Exercise requirements: Set the entries down once more, exactly as they are worded.

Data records

--- START ---

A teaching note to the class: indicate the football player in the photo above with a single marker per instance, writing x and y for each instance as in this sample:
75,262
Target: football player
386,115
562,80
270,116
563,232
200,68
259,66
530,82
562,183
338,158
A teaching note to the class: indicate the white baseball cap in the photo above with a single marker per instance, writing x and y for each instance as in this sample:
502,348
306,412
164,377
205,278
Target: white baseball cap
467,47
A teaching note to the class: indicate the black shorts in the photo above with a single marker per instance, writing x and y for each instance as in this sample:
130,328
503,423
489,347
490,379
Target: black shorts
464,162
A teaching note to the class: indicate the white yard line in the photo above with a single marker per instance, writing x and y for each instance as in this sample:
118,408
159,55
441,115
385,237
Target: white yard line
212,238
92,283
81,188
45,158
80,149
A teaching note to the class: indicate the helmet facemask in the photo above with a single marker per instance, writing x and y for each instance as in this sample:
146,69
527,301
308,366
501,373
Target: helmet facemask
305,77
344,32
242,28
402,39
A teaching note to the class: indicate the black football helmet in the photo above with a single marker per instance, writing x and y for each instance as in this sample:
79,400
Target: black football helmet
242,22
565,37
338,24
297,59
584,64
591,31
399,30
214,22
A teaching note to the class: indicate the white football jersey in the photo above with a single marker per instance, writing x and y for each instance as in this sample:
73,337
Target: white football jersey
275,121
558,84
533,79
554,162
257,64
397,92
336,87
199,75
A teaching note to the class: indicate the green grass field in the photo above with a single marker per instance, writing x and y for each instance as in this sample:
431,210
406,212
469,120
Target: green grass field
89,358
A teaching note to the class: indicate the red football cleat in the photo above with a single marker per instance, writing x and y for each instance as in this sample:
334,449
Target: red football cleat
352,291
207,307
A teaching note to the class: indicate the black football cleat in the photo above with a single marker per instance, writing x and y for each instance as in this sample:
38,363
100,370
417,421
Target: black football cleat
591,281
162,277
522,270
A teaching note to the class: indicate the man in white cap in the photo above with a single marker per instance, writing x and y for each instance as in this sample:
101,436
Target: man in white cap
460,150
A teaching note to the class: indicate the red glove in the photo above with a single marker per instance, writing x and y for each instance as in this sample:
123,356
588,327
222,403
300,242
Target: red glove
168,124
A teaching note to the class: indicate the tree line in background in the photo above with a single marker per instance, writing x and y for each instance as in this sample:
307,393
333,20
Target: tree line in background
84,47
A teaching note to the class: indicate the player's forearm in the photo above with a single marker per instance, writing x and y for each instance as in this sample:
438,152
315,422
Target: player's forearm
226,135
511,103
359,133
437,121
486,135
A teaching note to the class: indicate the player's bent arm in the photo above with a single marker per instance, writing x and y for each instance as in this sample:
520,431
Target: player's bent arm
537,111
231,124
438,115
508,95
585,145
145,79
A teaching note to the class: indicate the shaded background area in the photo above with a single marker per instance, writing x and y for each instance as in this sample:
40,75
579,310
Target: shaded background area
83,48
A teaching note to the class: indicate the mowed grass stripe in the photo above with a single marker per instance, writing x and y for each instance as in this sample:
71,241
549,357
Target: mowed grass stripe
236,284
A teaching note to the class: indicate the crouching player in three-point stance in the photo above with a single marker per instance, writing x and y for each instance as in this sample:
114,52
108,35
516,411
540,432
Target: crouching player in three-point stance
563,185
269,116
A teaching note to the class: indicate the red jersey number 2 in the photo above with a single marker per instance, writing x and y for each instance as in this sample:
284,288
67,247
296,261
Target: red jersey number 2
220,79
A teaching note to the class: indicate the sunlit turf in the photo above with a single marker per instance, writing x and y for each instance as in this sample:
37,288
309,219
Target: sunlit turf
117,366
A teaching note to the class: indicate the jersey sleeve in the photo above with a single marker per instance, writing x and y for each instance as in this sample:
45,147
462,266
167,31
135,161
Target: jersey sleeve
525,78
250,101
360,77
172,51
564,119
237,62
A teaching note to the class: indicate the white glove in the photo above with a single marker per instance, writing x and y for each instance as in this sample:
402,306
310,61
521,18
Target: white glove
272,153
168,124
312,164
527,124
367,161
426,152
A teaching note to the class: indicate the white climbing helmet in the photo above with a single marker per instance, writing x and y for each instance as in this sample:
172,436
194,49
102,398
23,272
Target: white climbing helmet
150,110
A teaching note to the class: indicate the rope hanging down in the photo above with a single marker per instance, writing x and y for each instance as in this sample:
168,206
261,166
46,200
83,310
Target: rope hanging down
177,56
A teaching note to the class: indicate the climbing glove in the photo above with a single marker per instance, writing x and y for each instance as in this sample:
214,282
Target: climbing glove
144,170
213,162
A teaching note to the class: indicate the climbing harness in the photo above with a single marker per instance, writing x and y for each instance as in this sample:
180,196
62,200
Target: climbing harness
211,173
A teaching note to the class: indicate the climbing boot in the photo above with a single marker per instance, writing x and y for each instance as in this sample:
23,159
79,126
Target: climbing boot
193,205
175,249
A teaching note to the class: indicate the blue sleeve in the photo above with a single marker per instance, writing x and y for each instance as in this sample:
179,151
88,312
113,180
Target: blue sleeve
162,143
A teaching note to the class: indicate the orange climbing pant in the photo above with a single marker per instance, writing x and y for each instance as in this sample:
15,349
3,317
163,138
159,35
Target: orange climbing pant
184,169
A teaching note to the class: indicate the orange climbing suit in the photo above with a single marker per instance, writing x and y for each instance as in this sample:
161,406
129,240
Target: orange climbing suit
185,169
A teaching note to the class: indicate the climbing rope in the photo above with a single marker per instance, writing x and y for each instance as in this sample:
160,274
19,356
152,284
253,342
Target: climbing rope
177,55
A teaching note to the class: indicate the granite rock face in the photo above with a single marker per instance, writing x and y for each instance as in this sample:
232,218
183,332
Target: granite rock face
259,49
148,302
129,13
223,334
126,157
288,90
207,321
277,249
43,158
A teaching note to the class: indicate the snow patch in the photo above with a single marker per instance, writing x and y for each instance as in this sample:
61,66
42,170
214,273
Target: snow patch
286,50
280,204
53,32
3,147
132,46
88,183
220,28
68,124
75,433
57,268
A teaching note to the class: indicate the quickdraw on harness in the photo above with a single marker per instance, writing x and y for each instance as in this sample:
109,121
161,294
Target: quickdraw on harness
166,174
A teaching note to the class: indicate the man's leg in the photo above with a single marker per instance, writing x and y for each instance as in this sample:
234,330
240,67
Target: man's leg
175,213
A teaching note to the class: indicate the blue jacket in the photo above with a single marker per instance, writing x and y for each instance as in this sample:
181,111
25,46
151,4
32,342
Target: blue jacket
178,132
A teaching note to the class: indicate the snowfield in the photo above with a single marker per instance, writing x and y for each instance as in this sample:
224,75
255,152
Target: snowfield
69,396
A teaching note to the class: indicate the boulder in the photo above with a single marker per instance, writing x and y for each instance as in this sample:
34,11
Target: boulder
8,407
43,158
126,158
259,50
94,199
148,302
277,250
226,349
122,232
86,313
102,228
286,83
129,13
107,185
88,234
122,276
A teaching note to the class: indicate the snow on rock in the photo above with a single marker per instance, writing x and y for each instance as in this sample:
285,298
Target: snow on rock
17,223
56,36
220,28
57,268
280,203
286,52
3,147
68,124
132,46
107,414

--- END ---

Solution to this exercise:
A teaching note to the class: indicate the football player in the photo above with a single marker per instance, writing x and y for each instance as in this sample:
75,262
Target: football player
386,115
562,80
270,116
563,232
200,68
259,66
530,82
562,183
338,158
A teaching note to the class: indicate the white baseball cap in the photo above with a single marker per instance, writing x and y for each instance as in this sample:
502,348
306,412
164,377
205,278
Target: white baseball cap
467,47
A teaching note to the class: indicate the black shorts in the photo above with a single marker per instance, writing x and y for each instance as in this sample:
130,328
503,423
489,347
490,379
Target: black shorts
464,162
A teaching note to the class: indicate the white yard line in the photo above with a single marker per instance, writing x and y for each instance as in this sample:
118,408
159,55
441,115
385,237
Target: white yard line
212,238
92,283
81,188
45,158
80,149
A teaching note to the class: indicate the helmet facemask in the photo above with a single marker per instance, writing x and y for each instance as in this sample:
146,69
527,301
308,366
501,373
Target: helmet facemask
305,77
344,32
242,28
402,39
A teaching note to the class: indicate the black football helmet in the photo above with a single marker per instance, writing x and y for each instance as in this sample:
79,400
Target: black football helmet
242,22
565,37
338,24
297,59
584,64
591,31
399,30
214,22
A teaching note to the class: indicate the white football jersey in the photo above with a single marker per instance, writing x and y for each instance as in this sample:
73,337
Target: white football jersey
275,121
558,84
533,79
554,162
257,64
397,92
336,87
199,75
A teaching note to the class: indicate the green grass field in the photo above with a single marker per instance, writing x and y for each instance as in this sample:
431,210
406,212
469,120
Target: green grass field
89,358
A teaching note to the class: indicate the red football cleat in the photo above with a single marker per instance, writing x and y for each instance as in this sample:
334,449
Target: red football cleat
352,291
207,307
A teaching note to the class: indicate the black football cleat in the photo above with a single marker per instance, writing x and y for each instance as in this sample:
38,363
100,370
417,421
Target: black football cleat
591,281
162,277
522,270
A teaching note to the class: indicate the man in white cap in the photo above with a single marker per instance, writing x and y for each instance as in this sample:
101,436
Target: man in white cap
460,150
A teaching note to the class: indicate the red glove in the photo above with a single marker per instance, writing x and y for each instance as in this sample:
123,356
588,327
222,403
300,242
Target: red glove
168,124
A teaching note to the class: indicate the tree line in background in the photo above with a single marker per instance, writing x and y for each instance as in this sample:
307,393
333,20
Target: tree line in background
84,47
A teaching note to the class: indicate the player's forearm in the photo above with a single marker per instance, writing x and y for each instance as in this sample:
438,152
315,422
Target: player's forearm
226,135
511,103
359,133
437,121
486,135
A teaching note to the class: indicate the player's bent arm in the photo above with a single marker per instance, writing x and y for each instance as in this sample:
520,431
Target: player's bent arm
537,111
231,124
438,115
508,95
585,145
145,79
A teaching note to the class: indicate the shaded background area in the photo above with a single marker per instance, writing x and y for each instance as in this sample:
40,75
579,310
Target: shaded background area
83,48
A teaching note to the class: indicate the mowed grass stripe in the photo above with a single marker per instance, writing x and y for each instance as in this sample:
71,241
549,357
Target: mowed grass stripe
236,284
A teaching note to the class: indicate the crouching player in three-point stance in the photo above with a single marker per instance, writing x and y for each instance as in this sample:
114,52
108,35
516,411
540,432
Target: crouching player in three-point stance
563,185
269,116
A teaching note to the class: indicate the red jersey number 2 in the photo above with a single marker per instance, writing x and y for each instance as in this sample:
284,288
67,247
296,261
Target: red jersey number 2
220,79
A teaching note to the class: indicate the sunlit turf in the photo above with a single marker per instance, writing x and y for each instance as in this sample:
37,288
309,219
Target: sunlit turf
117,366
A teaching note to the class: indicate the jersey sleeve in the photo above with a single marker per instance, writing x and y for each instance as in this sample:
45,147
462,266
167,31
135,161
Target: jersey sleeve
525,78
250,101
360,77
172,51
564,119
237,62
A teaching note to the class: indicate the white glove in the photo above with a single marker per instance, writing x and y for each instance as in this sample:
402,306
310,61
521,18
Target: white glove
272,153
168,124
312,164
527,124
367,161
426,152
A teaching note to the class: indicate the white climbing helmet in the photo above with a single marker per instance, writing x and y for each instance as in this sample:
172,436
194,49
102,398
23,272
Target: white climbing helmet
150,110
A teaching note to the class: indicate the rope hanging down in the photo above with a single marker per instance, writing x and y for each instance as in this sample:
168,206
261,166
46,200
83,310
Target: rope hanging down
177,56
A teaching note to the class: indicate the climbing glove in the photo above with a single marker per instance, writing x and y for each instance as in this sample:
214,282
Target: climbing glove
144,170
213,162
A teaching note to the class: indicate the climbing harness in the photo above with a single marker per instance, writing x and y for each instance as in this sample:
180,196
62,200
Target: climbing harness
211,173
A teaching note to the class: indicate the climbing boot in the photo above with a single marker per instance, writing x and y for each instance as in this sample:
23,159
79,126
Target: climbing boot
193,205
175,249
A teaching note to the class: indicate the blue sleeve in the photo above with a single marker per instance, writing x and y for each instance as in this sample:
179,151
88,312
113,180
Target: blue sleeve
162,143
A teaching note to the class: indicate the orange climbing pant in the photo above with a single marker per instance, writing x and y for each instance as in this sample:
15,349
3,317
163,138
159,35
Target: orange climbing pant
184,169
A teaching note to the class: indicate the orange climbing suit in the photo above with a single marker per instance, writing x and y for each instance as in this sample:
161,406
129,240
Target: orange climbing suit
185,169
A teaching note to the class: indicate the climbing rope in the photo above with a single marker per instance, writing x and y for each instance as in this sample:
160,274
19,356
152,284
253,342
Target: climbing rope
177,55
A teaching note to the class: indicate the granite rock face in the photo above with a single marker per instance, writing x and y for each instance as in this sample:
232,218
183,332
Target: granite rock face
259,49
148,302
129,13
223,334
126,157
288,90
207,321
277,249
43,158
A teaching note to the class: indicate the snow patch in the photo above with a single marker per instance, writing x and y for each instance as in this sample:
61,66
42,170
214,273
Target: snow patch
286,50
280,204
53,32
3,147
132,46
88,183
220,28
68,124
75,433
57,268
A teaching note to the class: indicate the quickdraw on harness in the photo above with a single marker per instance, writing x and y for each instance as in this sample:
109,121
161,294
Target: quickdraw on harness
166,174
A teaching note to the class: indicate the man's leg in the photo above with a single marker per instance, writing x and y for each instance as in this sample:
234,330
240,67
Target: man's leg
175,213
A teaching note to the class: indicate the blue jacket in the photo above with a single marker per instance, writing x and y for each instance as in this sample:
181,111
25,46
151,4
32,342
Target: blue jacket
178,132
A teaching note to the class: indicate the snowfield in the photo above with a single marker per instance, writing x and y for each instance as in this sample:
224,75
255,152
Target: snowfield
69,396
A teaching note to the class: indicate the boulder in the photo above with a single marker per instance, writing x and y for each instance as in this sample:
34,11
Target: boulder
8,407
43,158
126,158
259,50
94,199
148,302
277,250
226,349
122,232
86,313
102,228
286,83
129,13
107,185
88,234
122,276
A teaching note to the class: indicate the snow on rock in the photo above with a single marker per instance, writing x and y for each instance as in this sample:
285,298
Target: snow on rock
17,223
56,36
220,28
57,268
280,203
286,52
3,147
68,124
132,46
107,414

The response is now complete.